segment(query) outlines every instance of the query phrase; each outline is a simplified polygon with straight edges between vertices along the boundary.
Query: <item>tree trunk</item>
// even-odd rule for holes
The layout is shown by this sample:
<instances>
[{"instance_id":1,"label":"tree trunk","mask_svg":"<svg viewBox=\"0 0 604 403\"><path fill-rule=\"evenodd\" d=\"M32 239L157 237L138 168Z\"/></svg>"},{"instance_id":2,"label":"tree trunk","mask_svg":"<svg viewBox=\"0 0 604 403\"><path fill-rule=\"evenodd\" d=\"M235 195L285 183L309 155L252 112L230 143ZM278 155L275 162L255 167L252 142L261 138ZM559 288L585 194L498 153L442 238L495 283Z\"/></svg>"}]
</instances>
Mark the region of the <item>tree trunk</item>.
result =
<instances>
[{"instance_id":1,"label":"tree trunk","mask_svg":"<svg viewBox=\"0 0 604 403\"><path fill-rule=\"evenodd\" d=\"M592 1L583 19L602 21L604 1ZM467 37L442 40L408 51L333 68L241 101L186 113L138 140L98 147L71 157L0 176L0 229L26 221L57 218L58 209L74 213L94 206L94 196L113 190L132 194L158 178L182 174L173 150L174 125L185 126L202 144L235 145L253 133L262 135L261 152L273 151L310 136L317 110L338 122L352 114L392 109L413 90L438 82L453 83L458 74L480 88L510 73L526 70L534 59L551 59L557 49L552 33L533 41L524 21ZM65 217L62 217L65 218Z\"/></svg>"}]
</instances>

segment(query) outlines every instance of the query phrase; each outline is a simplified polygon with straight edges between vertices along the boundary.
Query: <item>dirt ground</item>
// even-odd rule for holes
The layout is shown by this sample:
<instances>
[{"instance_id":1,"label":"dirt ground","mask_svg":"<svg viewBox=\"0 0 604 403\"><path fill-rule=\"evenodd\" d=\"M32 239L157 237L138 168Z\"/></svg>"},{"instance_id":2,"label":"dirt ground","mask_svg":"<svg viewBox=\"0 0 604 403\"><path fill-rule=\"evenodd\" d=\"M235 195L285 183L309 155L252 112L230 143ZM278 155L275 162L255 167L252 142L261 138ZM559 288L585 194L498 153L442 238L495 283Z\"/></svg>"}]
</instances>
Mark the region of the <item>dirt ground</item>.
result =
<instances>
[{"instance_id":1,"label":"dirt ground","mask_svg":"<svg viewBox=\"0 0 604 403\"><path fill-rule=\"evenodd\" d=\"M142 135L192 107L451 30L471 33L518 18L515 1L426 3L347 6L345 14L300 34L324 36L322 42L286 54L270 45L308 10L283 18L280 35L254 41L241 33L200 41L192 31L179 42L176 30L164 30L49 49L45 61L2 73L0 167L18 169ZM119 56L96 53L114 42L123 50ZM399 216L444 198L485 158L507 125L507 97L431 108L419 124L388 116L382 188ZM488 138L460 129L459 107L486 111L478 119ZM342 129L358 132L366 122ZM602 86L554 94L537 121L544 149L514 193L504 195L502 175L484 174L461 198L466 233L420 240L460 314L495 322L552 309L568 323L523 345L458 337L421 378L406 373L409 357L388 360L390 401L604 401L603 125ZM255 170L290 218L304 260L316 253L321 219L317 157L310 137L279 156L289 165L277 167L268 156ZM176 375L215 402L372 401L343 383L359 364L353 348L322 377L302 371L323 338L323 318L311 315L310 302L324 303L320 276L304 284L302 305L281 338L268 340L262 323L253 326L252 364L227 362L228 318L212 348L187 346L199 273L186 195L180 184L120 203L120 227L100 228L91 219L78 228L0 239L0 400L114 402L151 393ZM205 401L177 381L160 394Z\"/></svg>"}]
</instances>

__What is expected__
How many lines above contain the string "item"? Reply with the number only.

__Correct output__
4